_Text extract_
────────────────────

I am probably aiming for 50-60% planted,not like some of the tanks on here fully planted.The filtration will be via a sump and a large eheim canister,the sump will return via a spray bar the full length of the tank.I will be using koralia circulation pumps to provide circulation lower down in the tank and move the CO2 around and hopefully stop any dead spots.
Not really sure on the plants yet but there will be some mosses on the bogwood,I had some Vallisneria spiralis var. leopard in a previous tank which I really liked.I would also like some of the easier red stem plants as I like the colour contrast.I would also like to use some really fast growing plants to help with any start up imbalances.
One of my main concerns is lighting but I will address that in the correct forum.


----------



## Alastair (23 Jun 2011)

wow thats a tank. get a journal started. im sure there will be lots of interest in it. i thought my wood was big ha ha


----------



## ozzyboo (23 Jun 2011)

Yeah the wood is awesome,it is just under 30" tall and just over 2ft wide.
I will try and start a journal over the next couple of days


----------



## ghostsword (23 Jun 2011)

That is the motherload of a tank. Really big! 

For plants, crypts, easy to deal with co2 and they do creep up nicely.

About Corys, their barbels get damaged easily, so the sand has to be smooth, anything sharp will mess them up.

Great tank! 


.


----------

────────────────────

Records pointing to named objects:
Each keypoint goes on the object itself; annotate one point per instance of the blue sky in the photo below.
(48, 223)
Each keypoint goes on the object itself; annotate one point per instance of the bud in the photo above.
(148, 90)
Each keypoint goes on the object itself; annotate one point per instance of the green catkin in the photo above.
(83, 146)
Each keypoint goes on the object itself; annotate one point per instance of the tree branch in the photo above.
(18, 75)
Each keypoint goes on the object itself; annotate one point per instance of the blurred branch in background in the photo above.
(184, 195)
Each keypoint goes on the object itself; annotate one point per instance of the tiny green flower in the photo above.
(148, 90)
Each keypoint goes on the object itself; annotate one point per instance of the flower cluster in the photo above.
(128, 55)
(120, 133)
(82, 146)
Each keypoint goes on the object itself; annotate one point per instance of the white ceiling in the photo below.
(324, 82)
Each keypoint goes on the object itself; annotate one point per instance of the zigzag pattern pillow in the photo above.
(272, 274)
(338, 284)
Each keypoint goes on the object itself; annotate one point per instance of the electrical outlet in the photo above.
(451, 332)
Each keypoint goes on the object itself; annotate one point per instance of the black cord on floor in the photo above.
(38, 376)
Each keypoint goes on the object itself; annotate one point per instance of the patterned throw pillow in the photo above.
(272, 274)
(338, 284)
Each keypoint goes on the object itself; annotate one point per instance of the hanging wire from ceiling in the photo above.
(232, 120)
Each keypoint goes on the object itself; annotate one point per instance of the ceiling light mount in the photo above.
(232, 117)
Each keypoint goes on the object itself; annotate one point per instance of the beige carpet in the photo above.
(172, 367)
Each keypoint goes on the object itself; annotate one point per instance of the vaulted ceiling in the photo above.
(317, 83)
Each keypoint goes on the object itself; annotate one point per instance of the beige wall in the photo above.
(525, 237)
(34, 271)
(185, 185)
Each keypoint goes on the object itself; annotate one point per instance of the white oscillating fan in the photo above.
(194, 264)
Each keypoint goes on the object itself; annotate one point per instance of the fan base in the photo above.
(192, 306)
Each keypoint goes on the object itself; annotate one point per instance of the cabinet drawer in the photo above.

────────────────────

_Exercise set_
1. Extract the passage of the aquarium forum thread from "I am probably" up to and including "start up imbalances.".
2. According to the aquarium forum thread, what will provide circulation lower down in the tank?
The material has no connection to the aquarium forum thread.

_Answers to the exercise_
1.
I am probably aiming for 50-60% planted,not like some of the tanks on here fully planted.The filtration will be via a sump and a large eheim canister,the sump will return via a spray bar the full length of the tank.I will be using koralia circulation pumps to provide circulation lower down in the tank and move the CO2 around and hopefully stop any dead spots.
Not really sure on the plants yet but there will be some mosses on the bogwood,I had some Vallisneria spiralis var. leopard in a previous tank which I really liked.I would also like some of the easier red stem plants as I like the colour contrast.I would also like to use some really fast growing plants to help with any start up imbalances.

2. Koralia circulation pumps.